● **TRY IT**
What you return must match the records word for word, except that pictures are dropped.

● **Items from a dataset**

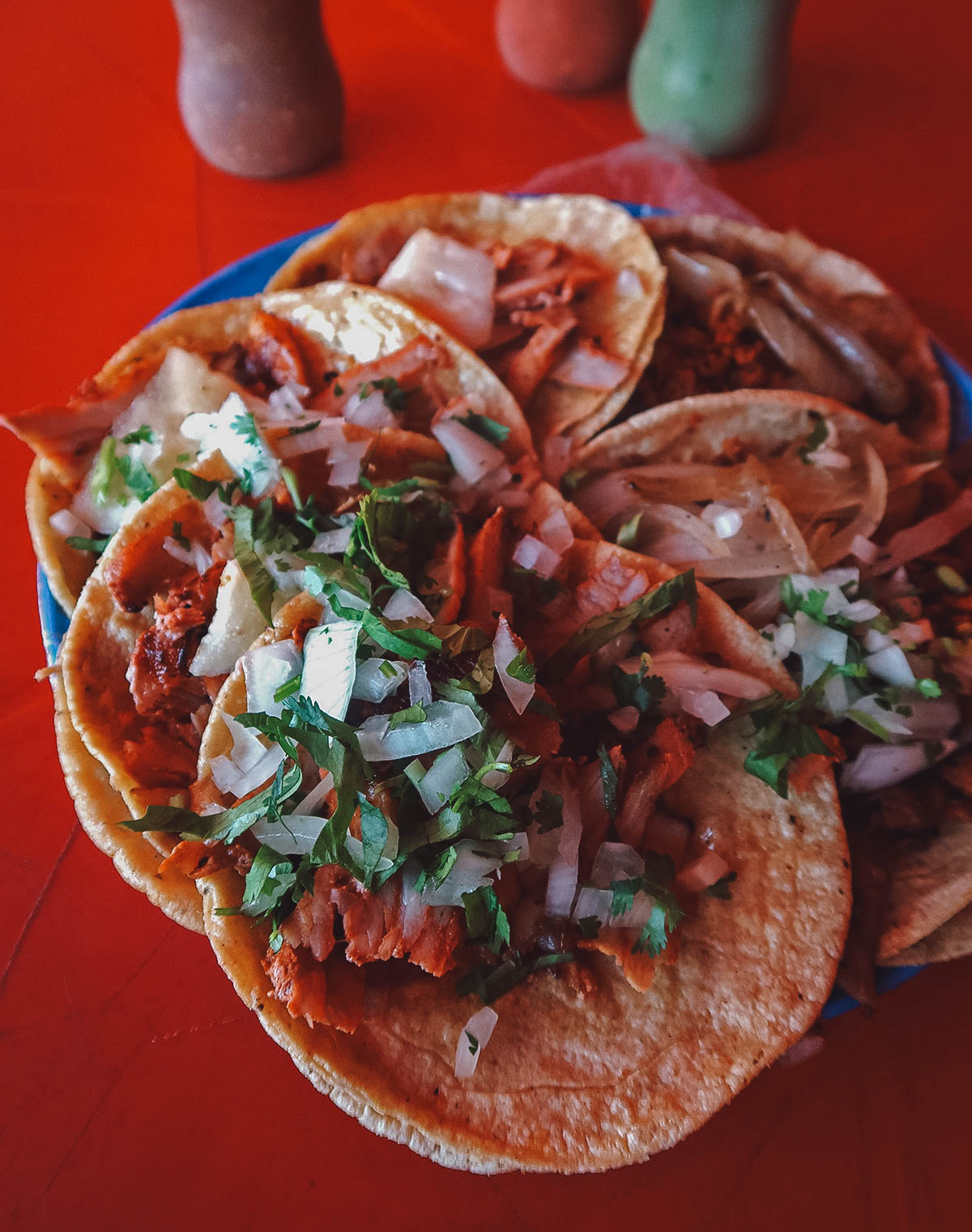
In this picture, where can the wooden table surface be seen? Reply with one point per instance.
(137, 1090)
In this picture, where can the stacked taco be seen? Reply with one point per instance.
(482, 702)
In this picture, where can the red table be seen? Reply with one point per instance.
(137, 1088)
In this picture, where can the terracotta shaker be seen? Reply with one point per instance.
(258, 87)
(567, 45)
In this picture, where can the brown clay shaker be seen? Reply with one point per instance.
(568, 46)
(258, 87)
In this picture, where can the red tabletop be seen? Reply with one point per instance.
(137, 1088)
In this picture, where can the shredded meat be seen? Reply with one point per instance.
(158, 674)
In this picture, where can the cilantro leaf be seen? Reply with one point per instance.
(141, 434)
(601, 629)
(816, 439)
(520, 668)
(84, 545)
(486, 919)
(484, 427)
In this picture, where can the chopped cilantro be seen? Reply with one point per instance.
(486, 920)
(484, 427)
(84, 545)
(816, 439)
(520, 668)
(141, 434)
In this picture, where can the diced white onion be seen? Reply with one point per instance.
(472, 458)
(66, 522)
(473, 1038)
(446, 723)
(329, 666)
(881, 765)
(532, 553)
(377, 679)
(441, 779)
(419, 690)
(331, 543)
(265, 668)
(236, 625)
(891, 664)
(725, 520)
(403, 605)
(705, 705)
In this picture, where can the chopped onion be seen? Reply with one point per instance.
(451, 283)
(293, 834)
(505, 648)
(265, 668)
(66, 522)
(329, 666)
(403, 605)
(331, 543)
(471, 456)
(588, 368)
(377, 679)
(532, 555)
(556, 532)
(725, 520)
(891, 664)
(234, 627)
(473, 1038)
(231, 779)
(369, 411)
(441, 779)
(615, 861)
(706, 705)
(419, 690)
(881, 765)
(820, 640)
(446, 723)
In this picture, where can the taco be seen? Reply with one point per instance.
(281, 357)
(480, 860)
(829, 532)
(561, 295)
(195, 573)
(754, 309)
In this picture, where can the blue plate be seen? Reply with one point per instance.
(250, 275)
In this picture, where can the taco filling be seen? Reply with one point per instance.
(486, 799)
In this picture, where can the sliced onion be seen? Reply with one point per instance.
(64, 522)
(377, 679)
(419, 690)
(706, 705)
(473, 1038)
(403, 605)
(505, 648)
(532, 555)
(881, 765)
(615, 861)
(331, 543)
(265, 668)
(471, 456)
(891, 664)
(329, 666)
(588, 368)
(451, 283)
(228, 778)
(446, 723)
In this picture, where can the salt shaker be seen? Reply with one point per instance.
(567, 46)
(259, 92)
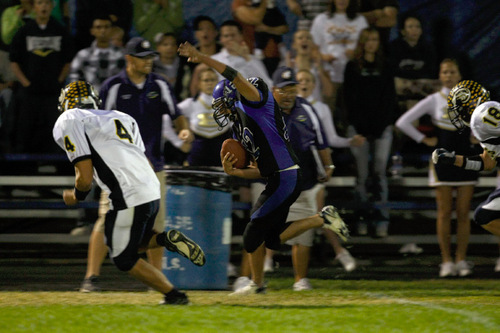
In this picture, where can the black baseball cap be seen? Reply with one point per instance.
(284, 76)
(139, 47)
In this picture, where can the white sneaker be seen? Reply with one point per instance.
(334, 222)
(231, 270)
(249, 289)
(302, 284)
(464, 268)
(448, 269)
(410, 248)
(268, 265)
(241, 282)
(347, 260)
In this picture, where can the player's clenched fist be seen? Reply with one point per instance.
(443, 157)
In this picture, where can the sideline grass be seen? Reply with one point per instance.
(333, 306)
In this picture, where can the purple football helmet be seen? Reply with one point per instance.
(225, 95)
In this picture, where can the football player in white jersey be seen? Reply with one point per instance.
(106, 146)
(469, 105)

● **YOUR RESPONSE**
In this picture, where can the wooden table surface be seen? Reply with one point per instance.
(137, 1090)
In this picture, where can the stacked taco be seen? Reply with one point per instance.
(482, 702)
In this picture, where can the red table be seen? Reply with one point per instance.
(137, 1088)
In this picture, where can the terracotta shaker be seen? Reply with one point per instance.
(258, 87)
(567, 45)
In this picture, where can the brown clay shaker be seen? Reply with one point per instance.
(568, 46)
(258, 87)
In this picture, where can the red tabletop be seen? Reply with one point per instance.
(137, 1088)
In this picture, where can the shredded meat be seen? Reply with one point per instance.
(158, 674)
In this picture, where can the cilantro leaf be seen? Reply with one point per instance.
(141, 434)
(601, 629)
(816, 439)
(520, 668)
(84, 545)
(486, 919)
(484, 427)
In this picture, where can the chopped cilantro be seen? Reply with one point per instance.
(486, 920)
(484, 427)
(84, 545)
(816, 439)
(520, 668)
(141, 434)
In this picture, where can the diced white onion be seen? Reply with one point per instance.
(472, 458)
(66, 522)
(473, 1038)
(446, 723)
(329, 666)
(881, 765)
(532, 553)
(377, 679)
(441, 779)
(419, 690)
(331, 543)
(265, 668)
(236, 625)
(891, 664)
(725, 520)
(403, 605)
(705, 705)
In this picture, where can the chopped onion be seen? Reply with one point per instance.
(451, 283)
(293, 834)
(505, 648)
(265, 668)
(66, 522)
(329, 666)
(403, 605)
(331, 543)
(471, 456)
(588, 368)
(377, 679)
(532, 555)
(556, 532)
(725, 520)
(891, 664)
(234, 627)
(473, 1038)
(231, 779)
(369, 411)
(441, 779)
(615, 861)
(706, 705)
(419, 690)
(881, 765)
(820, 640)
(446, 723)
In this picture, where can the taco be seen? Reply with one point per instance.
(281, 357)
(480, 860)
(829, 532)
(561, 295)
(195, 573)
(754, 309)
In this picture, where can the blue plate be seen? Reply with one point per instance.
(250, 275)
In this picture, where can the taco filling be seen? Reply with one point per instance.
(486, 799)
In this picture, where can the sliced onion be seen? Reply with one point per instance.
(64, 522)
(377, 679)
(419, 690)
(706, 705)
(473, 1038)
(403, 605)
(505, 648)
(532, 555)
(881, 765)
(615, 861)
(331, 543)
(265, 668)
(471, 456)
(891, 664)
(329, 666)
(588, 368)
(451, 283)
(228, 778)
(446, 723)
In this picture, where can the salt shaker be seen? Reply with one point per instance.
(567, 46)
(259, 92)
In this picture, where can the black baseball cap be seen? Reply with one point per instance.
(284, 76)
(139, 47)
In this picture, where can the white sneaker be seen? Reply with one point per instance.
(334, 222)
(231, 270)
(249, 289)
(302, 284)
(464, 268)
(448, 269)
(410, 248)
(268, 265)
(241, 282)
(347, 260)
In this picture, where can the player's clenched fist be seen? Reply with one point per instance.
(443, 157)
In this picture, where can the sideline grass be seen? Reply with one point per instance.
(333, 306)
In this picture, where can the purple football helmet be seen? Reply with one point per instance.
(225, 95)
In this picture, where can the football player in white jersey be seen? Reply with one point per instance.
(106, 146)
(469, 105)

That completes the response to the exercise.